# EXCERPTED PASSAGE start

Re: [DISCUSS] FLIP-418: Show data skew score on Flink Dashboard

Rui Fan Wed, 07 Feb 2024 00:32:20 -0800

Thanks Emre for the feedback!

I still think max/mean is more simple and easy to understand
for users. But I don’t have a strong opinion about it.


This proposal is absolutely useful for flink users! In order to
ensure the value for users, would you mind if we wait for
a while and check if there is more feedback from the community.
Also, would you mind sharing these 2 solutions to the
user[1] & user-zh[2] mail list as well? Flink users may give some
valuable feedback there, thanks~

[1] u...@flink.apache.org
[2] user...@flink.apache.org

Best,
Rui

On Thu, Feb 1, 2024 at 5:52 PM Kartoglu, Emre <kar...@amazon.co.uk.invalid>
wrote:

> Hi Rui,
>
> Thanks for the useful feedback and caring about the user experience.
> I will update the FLIP based on 1 comment. I consider this a minor update.
>
> Please find my detailed responses below.
>
> "numRecordsInPerSecond sounds make sense to me, and I think
> it's necessary to mention it in the FLIP wiki. It will let other developers
> to easily understand. WDYT?"

# EXCERPTED PASSAGE end
# RAW RECORDS start

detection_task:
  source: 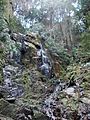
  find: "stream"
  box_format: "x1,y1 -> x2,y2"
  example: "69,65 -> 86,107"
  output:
0,32 -> 90,120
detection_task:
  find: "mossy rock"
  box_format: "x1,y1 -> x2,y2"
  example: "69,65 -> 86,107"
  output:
34,111 -> 50,120
0,19 -> 7,31
0,99 -> 19,118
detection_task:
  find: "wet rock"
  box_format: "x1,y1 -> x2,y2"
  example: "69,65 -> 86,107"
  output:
6,97 -> 16,103
35,111 -> 50,120
15,107 -> 34,120
80,97 -> 90,105
0,99 -> 19,118
64,87 -> 75,96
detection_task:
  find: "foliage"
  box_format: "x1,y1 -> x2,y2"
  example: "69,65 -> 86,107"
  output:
8,16 -> 25,33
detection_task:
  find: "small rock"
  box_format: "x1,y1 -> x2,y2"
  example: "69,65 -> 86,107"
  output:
81,97 -> 90,104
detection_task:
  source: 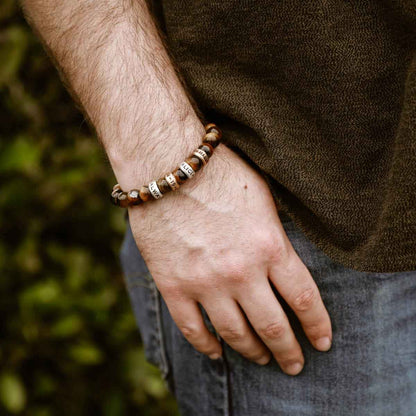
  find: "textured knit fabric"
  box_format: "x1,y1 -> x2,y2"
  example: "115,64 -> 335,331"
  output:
153,0 -> 416,272
121,215 -> 416,416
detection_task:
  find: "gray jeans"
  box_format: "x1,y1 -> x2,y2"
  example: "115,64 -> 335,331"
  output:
120,212 -> 416,416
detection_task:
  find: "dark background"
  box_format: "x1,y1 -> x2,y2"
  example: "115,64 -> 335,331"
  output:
0,0 -> 177,416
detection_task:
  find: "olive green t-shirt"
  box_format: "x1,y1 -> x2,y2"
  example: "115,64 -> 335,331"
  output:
152,0 -> 416,272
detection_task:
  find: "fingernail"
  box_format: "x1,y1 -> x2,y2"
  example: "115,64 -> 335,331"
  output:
256,355 -> 271,365
208,352 -> 221,360
316,337 -> 331,351
286,363 -> 303,376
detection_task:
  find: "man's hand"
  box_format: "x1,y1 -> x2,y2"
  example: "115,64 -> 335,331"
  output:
129,141 -> 331,375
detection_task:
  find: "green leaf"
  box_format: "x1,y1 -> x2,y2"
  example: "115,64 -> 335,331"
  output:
69,344 -> 104,365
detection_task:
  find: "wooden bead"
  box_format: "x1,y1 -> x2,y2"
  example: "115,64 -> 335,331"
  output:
198,143 -> 214,157
165,173 -> 179,191
148,181 -> 163,199
110,195 -> 119,206
205,123 -> 222,139
173,168 -> 188,185
193,148 -> 209,165
127,189 -> 143,205
117,192 -> 129,208
185,156 -> 204,172
179,162 -> 195,178
139,186 -> 154,202
156,178 -> 172,194
202,133 -> 220,149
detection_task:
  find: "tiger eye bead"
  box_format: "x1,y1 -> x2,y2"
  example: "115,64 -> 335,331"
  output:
185,156 -> 203,172
139,186 -> 154,202
198,143 -> 214,157
117,192 -> 129,208
111,188 -> 123,198
202,133 -> 220,149
127,189 -> 143,205
205,123 -> 222,139
156,178 -> 172,194
173,168 -> 188,185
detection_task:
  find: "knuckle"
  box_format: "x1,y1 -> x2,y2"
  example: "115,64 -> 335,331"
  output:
218,327 -> 245,343
226,264 -> 249,284
260,321 -> 286,340
293,287 -> 318,312
303,322 -> 326,341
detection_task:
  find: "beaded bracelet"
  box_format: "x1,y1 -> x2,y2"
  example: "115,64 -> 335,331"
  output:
111,123 -> 222,208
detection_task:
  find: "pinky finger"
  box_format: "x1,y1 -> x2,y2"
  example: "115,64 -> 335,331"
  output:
166,299 -> 222,359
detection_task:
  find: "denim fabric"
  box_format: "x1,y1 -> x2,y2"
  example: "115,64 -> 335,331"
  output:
120,212 -> 416,416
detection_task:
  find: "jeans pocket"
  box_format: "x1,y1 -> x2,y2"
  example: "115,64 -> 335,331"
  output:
120,223 -> 170,380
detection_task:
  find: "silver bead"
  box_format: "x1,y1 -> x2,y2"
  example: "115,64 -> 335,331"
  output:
165,173 -> 179,191
193,149 -> 209,165
149,181 -> 163,199
179,162 -> 195,178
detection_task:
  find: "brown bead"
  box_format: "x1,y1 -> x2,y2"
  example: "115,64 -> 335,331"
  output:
139,186 -> 154,202
110,195 -> 119,206
117,192 -> 129,208
127,189 -> 143,205
111,188 -> 123,198
198,143 -> 214,157
202,133 -> 220,149
172,168 -> 188,185
185,156 -> 203,172
156,178 -> 172,194
205,123 -> 222,139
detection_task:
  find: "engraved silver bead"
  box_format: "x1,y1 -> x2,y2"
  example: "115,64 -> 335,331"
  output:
149,181 -> 163,199
179,162 -> 195,178
165,173 -> 179,191
193,149 -> 209,165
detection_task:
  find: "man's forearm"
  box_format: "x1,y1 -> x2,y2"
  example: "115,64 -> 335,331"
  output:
22,0 -> 203,187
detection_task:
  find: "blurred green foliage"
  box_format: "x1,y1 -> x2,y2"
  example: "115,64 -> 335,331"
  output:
0,0 -> 177,416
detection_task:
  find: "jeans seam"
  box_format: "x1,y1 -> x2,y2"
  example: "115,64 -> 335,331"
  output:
151,284 -> 169,380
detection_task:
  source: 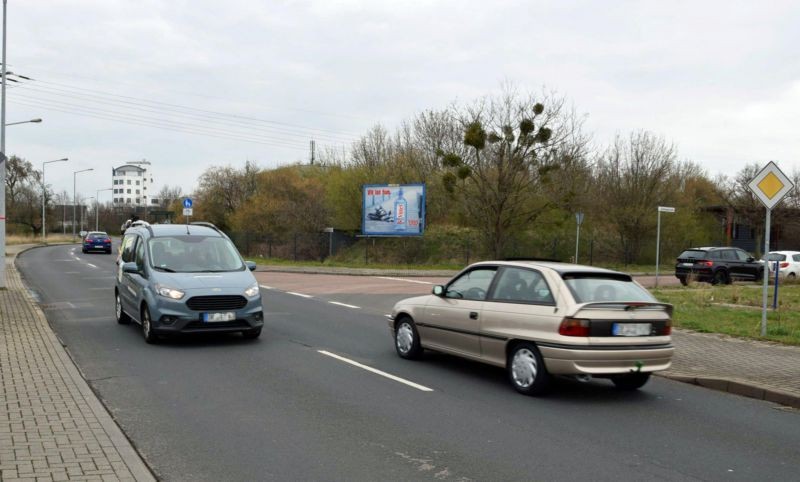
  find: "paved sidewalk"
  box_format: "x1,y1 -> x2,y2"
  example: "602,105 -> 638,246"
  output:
0,246 -> 155,482
660,330 -> 800,408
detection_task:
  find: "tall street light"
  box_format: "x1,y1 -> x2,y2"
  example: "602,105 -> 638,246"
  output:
6,117 -> 42,126
72,167 -> 94,239
81,196 -> 95,231
94,187 -> 114,231
0,0 -> 8,289
42,157 -> 69,243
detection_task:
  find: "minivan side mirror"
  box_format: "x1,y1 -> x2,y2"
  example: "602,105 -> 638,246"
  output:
122,261 -> 139,273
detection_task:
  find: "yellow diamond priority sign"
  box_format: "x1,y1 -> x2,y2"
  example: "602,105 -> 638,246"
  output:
747,162 -> 794,209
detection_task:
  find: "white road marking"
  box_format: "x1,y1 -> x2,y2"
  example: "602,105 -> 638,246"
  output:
375,276 -> 433,285
328,301 -> 361,310
317,350 -> 433,392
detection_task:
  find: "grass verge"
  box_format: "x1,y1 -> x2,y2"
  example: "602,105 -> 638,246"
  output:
652,283 -> 800,345
6,234 -> 76,246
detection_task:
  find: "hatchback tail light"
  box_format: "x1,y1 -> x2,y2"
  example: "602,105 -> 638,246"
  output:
558,318 -> 589,336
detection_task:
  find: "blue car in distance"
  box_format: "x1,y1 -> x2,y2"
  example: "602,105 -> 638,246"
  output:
81,231 -> 111,254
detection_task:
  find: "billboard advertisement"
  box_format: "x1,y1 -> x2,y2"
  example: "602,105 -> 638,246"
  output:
361,183 -> 425,236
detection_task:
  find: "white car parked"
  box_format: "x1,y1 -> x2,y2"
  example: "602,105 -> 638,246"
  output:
767,251 -> 800,279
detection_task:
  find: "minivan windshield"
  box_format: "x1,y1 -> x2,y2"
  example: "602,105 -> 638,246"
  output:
564,275 -> 656,303
148,235 -> 245,273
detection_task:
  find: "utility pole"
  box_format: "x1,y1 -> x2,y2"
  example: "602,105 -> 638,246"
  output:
0,0 -> 8,289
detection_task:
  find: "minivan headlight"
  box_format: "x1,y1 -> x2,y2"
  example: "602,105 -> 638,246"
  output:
155,285 -> 186,300
244,283 -> 259,298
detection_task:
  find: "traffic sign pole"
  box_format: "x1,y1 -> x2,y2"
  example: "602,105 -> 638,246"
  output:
761,208 -> 778,336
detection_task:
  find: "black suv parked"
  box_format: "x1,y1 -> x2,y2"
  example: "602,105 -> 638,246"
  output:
675,247 -> 764,286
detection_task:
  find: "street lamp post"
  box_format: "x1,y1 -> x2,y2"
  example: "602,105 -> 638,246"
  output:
656,206 -> 675,288
0,0 -> 8,289
42,157 -> 69,243
72,167 -> 94,239
94,187 -> 114,231
81,196 -> 95,231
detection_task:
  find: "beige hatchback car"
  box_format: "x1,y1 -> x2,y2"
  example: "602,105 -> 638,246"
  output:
389,261 -> 674,395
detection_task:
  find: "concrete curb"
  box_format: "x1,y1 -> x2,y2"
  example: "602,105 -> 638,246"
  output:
256,265 -> 459,278
10,243 -> 157,482
656,372 -> 800,408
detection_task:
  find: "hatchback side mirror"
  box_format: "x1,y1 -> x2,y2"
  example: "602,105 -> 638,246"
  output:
122,261 -> 139,273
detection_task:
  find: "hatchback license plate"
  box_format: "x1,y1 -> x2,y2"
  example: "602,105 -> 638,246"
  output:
611,323 -> 650,336
203,311 -> 236,323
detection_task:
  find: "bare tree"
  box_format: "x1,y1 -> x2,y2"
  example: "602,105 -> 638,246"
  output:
440,87 -> 586,257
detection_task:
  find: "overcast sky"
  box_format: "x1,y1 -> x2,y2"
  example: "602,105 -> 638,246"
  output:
6,0 -> 800,201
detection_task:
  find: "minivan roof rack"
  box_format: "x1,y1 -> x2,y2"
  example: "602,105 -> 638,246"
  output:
189,221 -> 228,238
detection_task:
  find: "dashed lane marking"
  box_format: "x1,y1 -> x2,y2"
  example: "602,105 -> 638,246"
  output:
317,350 -> 433,392
375,276 -> 433,285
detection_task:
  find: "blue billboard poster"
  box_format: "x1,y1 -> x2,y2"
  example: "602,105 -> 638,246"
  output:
361,183 -> 425,236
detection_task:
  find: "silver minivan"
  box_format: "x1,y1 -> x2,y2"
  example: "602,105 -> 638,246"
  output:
114,221 -> 264,343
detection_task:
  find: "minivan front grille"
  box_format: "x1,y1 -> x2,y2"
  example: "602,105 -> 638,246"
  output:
186,295 -> 247,311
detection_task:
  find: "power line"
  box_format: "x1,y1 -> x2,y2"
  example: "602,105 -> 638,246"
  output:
8,98 -> 316,151
10,93 -> 326,144
11,84 -> 352,142
18,77 -> 357,138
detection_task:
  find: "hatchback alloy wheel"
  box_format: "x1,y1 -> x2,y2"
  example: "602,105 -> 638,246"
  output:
508,343 -> 550,395
394,318 -> 422,360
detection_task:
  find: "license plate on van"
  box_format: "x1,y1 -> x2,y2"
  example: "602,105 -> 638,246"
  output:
203,311 -> 236,323
611,323 -> 651,336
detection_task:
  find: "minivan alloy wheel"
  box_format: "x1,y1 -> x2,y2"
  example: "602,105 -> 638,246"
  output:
114,293 -> 131,325
142,306 -> 157,343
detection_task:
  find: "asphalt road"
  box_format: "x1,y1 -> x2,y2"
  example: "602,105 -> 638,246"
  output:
17,246 -> 800,481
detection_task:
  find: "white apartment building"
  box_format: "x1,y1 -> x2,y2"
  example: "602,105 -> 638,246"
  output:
111,161 -> 158,207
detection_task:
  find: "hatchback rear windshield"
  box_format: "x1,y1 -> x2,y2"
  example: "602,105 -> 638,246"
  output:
564,275 -> 656,303
148,235 -> 245,273
678,249 -> 706,259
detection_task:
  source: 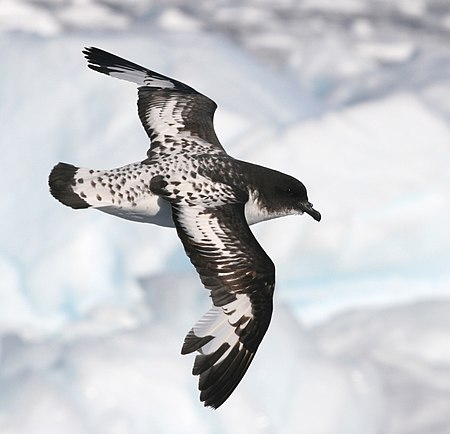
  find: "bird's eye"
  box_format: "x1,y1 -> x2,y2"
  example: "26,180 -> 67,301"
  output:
284,187 -> 294,196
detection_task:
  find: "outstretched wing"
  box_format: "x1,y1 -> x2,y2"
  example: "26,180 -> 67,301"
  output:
172,203 -> 275,408
83,47 -> 225,158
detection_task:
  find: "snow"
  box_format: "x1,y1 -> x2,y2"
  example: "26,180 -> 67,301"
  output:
0,0 -> 450,434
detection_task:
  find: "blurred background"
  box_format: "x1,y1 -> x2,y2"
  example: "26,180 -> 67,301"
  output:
0,0 -> 450,434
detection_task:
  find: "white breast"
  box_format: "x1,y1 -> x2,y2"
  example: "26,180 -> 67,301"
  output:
244,191 -> 277,225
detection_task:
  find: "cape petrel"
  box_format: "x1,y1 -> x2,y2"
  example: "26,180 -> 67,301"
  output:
49,48 -> 320,408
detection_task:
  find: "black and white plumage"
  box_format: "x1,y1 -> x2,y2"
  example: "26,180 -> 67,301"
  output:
49,48 -> 320,408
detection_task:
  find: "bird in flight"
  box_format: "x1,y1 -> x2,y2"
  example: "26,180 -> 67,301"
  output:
49,47 -> 321,408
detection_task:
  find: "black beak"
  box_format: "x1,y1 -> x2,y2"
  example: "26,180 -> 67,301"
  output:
300,202 -> 322,222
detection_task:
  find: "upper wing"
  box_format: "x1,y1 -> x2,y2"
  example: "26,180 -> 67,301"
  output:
83,47 -> 225,157
172,203 -> 275,408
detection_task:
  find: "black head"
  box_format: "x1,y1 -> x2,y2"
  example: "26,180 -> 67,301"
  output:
261,171 -> 321,221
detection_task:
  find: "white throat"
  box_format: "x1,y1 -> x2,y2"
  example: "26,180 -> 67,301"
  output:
244,191 -> 278,225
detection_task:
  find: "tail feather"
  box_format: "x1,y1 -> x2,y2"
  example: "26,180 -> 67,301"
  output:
48,163 -> 91,209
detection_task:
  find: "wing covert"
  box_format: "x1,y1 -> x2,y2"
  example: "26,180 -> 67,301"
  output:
83,47 -> 225,158
172,203 -> 275,408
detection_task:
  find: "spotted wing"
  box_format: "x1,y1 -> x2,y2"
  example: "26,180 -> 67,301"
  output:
83,47 -> 225,158
172,203 -> 275,408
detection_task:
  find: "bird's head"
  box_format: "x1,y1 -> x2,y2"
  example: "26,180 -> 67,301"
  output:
274,175 -> 321,222
255,170 -> 321,221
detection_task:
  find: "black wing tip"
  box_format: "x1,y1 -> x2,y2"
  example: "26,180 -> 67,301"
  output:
197,346 -> 255,409
48,163 -> 91,209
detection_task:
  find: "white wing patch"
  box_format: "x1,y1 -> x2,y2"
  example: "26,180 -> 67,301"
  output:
192,294 -> 253,365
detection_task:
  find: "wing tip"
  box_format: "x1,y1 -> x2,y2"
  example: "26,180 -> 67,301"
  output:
48,163 -> 91,209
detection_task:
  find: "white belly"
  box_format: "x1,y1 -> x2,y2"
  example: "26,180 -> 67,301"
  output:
97,194 -> 175,228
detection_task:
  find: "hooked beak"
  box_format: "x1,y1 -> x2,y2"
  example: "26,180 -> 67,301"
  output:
300,202 -> 322,222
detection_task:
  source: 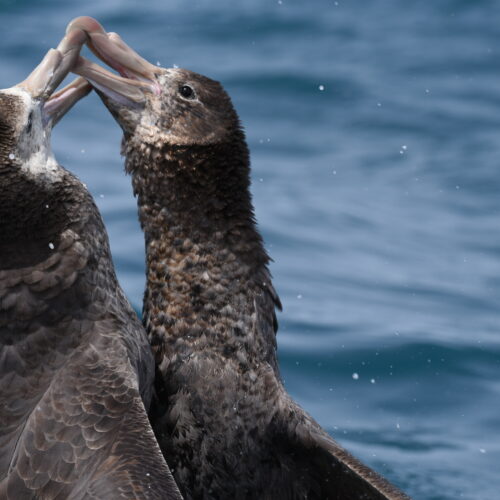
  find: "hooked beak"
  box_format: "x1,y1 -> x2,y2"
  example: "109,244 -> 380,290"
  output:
17,26 -> 92,126
66,16 -> 163,107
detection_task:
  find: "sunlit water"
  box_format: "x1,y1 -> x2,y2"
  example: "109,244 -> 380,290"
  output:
0,0 -> 500,500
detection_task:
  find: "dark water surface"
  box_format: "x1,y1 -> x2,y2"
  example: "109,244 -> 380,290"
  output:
0,0 -> 500,500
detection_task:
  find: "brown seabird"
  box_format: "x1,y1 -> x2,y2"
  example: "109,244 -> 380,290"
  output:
70,17 -> 408,500
0,30 -> 181,500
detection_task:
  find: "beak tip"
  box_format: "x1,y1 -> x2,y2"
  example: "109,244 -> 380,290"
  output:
66,16 -> 106,34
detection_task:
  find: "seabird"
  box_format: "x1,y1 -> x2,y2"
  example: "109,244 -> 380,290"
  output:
69,17 -> 408,500
0,30 -> 181,500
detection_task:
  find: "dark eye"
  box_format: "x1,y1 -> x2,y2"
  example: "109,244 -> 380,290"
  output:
26,111 -> 33,134
179,85 -> 195,99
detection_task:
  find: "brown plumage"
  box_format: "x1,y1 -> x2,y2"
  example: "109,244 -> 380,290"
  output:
72,18 -> 408,500
0,33 -> 180,500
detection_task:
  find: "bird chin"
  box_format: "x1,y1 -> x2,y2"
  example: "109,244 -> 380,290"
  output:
94,87 -> 144,134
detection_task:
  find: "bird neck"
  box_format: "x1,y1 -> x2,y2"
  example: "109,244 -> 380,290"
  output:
126,135 -> 282,366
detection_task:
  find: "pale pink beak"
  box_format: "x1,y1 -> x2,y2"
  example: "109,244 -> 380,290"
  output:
66,17 -> 164,105
17,26 -> 92,125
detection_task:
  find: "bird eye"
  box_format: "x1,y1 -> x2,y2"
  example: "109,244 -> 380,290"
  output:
26,111 -> 33,134
179,85 -> 195,99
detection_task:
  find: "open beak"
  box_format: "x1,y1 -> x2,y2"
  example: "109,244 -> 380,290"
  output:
66,16 -> 163,107
17,26 -> 92,126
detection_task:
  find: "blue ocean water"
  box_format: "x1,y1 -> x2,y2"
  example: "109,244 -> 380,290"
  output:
0,0 -> 500,500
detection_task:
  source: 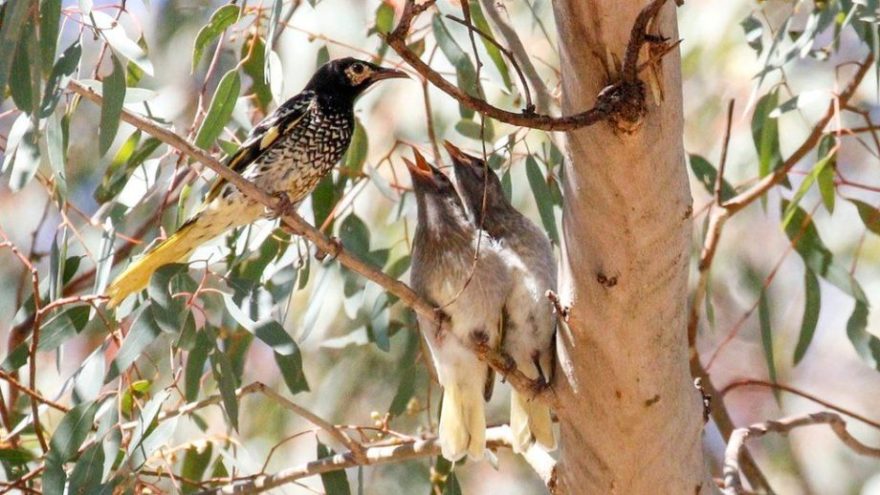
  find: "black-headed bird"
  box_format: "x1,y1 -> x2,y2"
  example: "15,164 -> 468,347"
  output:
106,58 -> 407,307
406,151 -> 510,461
444,141 -> 556,452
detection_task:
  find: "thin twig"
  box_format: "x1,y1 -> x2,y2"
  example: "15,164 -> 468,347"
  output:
715,98 -> 736,207
446,12 -> 546,112
718,379 -> 880,429
724,411 -> 880,495
480,0 -> 553,112
384,0 -> 666,131
201,426 -> 524,495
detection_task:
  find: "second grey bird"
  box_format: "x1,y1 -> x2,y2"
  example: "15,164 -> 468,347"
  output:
444,141 -> 556,452
406,151 -> 511,461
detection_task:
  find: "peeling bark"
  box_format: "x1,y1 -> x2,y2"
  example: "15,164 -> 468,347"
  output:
553,0 -> 712,494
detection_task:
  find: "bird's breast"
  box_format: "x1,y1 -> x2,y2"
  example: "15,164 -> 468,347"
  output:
246,112 -> 353,203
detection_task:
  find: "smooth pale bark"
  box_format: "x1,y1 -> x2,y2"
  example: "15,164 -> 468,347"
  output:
553,0 -> 712,494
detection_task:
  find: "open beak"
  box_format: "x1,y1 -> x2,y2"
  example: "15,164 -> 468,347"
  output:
370,67 -> 409,82
403,148 -> 434,182
443,141 -> 475,172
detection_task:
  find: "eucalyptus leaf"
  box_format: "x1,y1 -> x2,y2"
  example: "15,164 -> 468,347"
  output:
98,55 -> 126,156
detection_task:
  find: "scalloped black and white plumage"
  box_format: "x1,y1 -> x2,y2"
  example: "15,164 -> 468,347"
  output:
107,57 -> 407,307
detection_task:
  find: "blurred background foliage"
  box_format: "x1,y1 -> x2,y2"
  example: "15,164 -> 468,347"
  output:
0,0 -> 880,494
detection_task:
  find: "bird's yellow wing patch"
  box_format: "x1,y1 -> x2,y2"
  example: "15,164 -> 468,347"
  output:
205,100 -> 315,203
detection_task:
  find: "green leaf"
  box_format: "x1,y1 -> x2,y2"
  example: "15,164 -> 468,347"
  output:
98,55 -> 125,156
180,442 -> 214,493
469,0 -> 513,90
794,269 -> 822,366
236,35 -> 272,111
758,289 -> 776,394
40,40 -> 82,117
104,306 -> 162,383
211,347 -> 238,431
443,472 -> 462,495
342,119 -> 369,173
339,213 -> 370,258
192,4 -> 240,72
67,442 -> 104,495
4,122 -> 40,192
431,14 -> 479,119
688,154 -> 736,201
196,69 -> 241,149
312,174 -> 341,232
0,0 -> 32,98
739,15 -> 764,53
0,447 -> 36,464
184,332 -> 211,402
782,154 -> 834,227
782,200 -> 867,302
264,0 -> 284,70
73,346 -> 107,403
388,332 -> 419,417
367,0 -> 394,34
37,306 -> 91,352
752,89 -> 782,177
318,441 -> 351,495
223,296 -> 309,395
47,402 -> 98,464
90,10 -> 153,76
850,199 -> 880,235
846,300 -> 880,371
526,155 -> 559,244
40,0 -> 61,67
9,23 -> 41,114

# RAW RECORDS end

WORK TO COMPLETE:
(a) Answer these questions about the FLIP-418 thread, one line per answer, marked like the questions:
(i) Which measure does Rui Fan find simpler and easier for users to understand?
(ii) To which mail lists does Rui ask that the two solutions also be shared?
(iii) How does Emre describe the planned update to the FLIP?
(b) Say whether each statement agrees with the FLIP-418 thread. Give yes or no and quote the words that decide it.
(i) Rui Fan holds a strong opinion in favor of max/mean.
(ii) Emre plans to update the FLIP based on one comment.
(iii) Rui Fan's reply is dated February 1, 2024.
(c) Reproduce word for word the part of the FLIP-418 thread starting at "[1] u...@flink.apache.org" and ending at "the user experience.".

OUTPUTS:
(a)
(i) max/mean
(ii) The user and user-zh mail lists
(iii) As a minor update

(b)
(i) No: "But I don’t have a strong opinion about it."
(ii) Yes: "I will update the FLIP based on 1 comment."
(iii) No: "Wed, 07 Feb 2024 00:32:20 -0800"

(c)
[1] u...@flink.apache.org
[2] user...@flink.apache.org

Best,
Rui

On Thu, Feb 1, 2024 at 5:52 PM Kartoglu, Emre <kar...@amazon.co.uk.invalid>
wrote:

> Hi Rui,
>
> Thanks for the useful feedback and caring about the user experience.